_PROBLEM STATEMENT:_
Copy every line of the entries below, keeping the wording unchanged and leaving out the pictures. Multiply each x and y coordinate by 2.1, and round to the nearest whole number, with halves rounded up.

Location annotation dataset excerpts
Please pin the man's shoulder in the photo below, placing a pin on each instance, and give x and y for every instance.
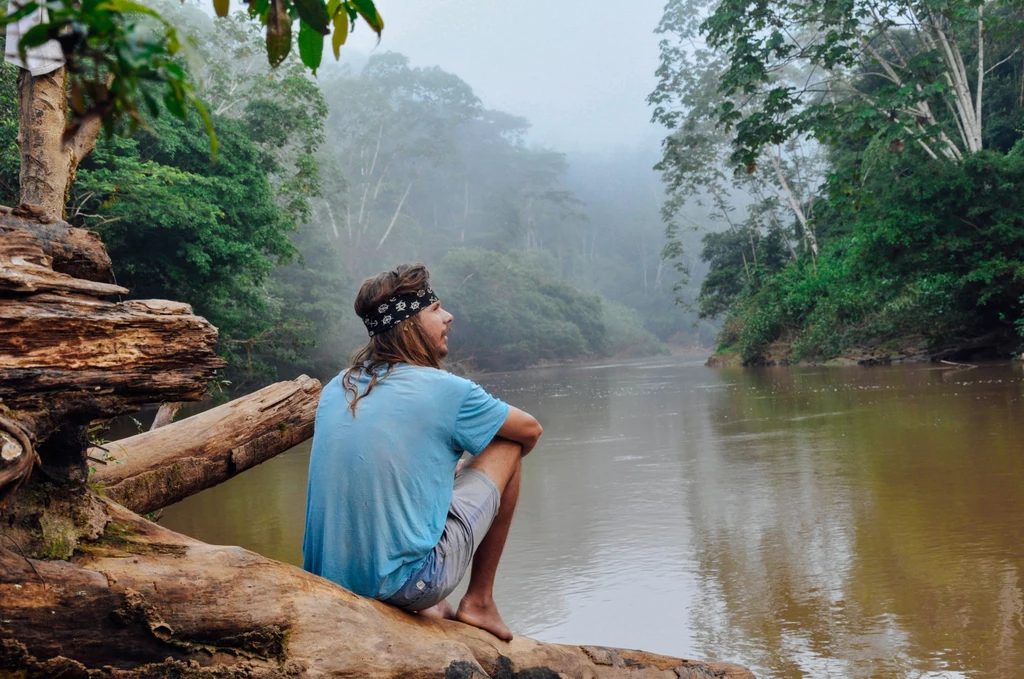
(434, 377)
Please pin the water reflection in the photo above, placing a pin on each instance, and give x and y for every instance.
(808, 522)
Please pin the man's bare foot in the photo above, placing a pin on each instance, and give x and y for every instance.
(483, 616)
(440, 610)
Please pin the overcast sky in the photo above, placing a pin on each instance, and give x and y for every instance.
(579, 70)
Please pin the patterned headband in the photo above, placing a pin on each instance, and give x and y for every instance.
(398, 308)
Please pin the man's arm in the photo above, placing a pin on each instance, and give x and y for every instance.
(522, 428)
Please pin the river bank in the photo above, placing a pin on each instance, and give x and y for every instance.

_TASK ANSWER:_
Please pin the man's shoulder in the photo below, placing a pin on each instance, and give x and y for every instance.
(911, 792)
Please pin the water reflection in the photo above, placing a pin on each instance, and give x and y for every instance.
(1697, 1096)
Please pin the man's bare foot in the photo above, placing a pin on each instance, and give x and y for every instance.
(1014, 1294)
(924, 1281)
Please pin the overcast sky in the photo above, placing a pin on each instance, and give x and y for every instance.
(1216, 147)
Please pin the patterned headband in the photo above, placing a pin on each instance, and give x and y for every instance.
(836, 647)
Please pin the man's arm in the photo above, placing a pin on each instance, and give x and y for every instance.
(1096, 899)
Please pin the river bank in the photo above, placing a pin on each instance, and give x and y for every instance.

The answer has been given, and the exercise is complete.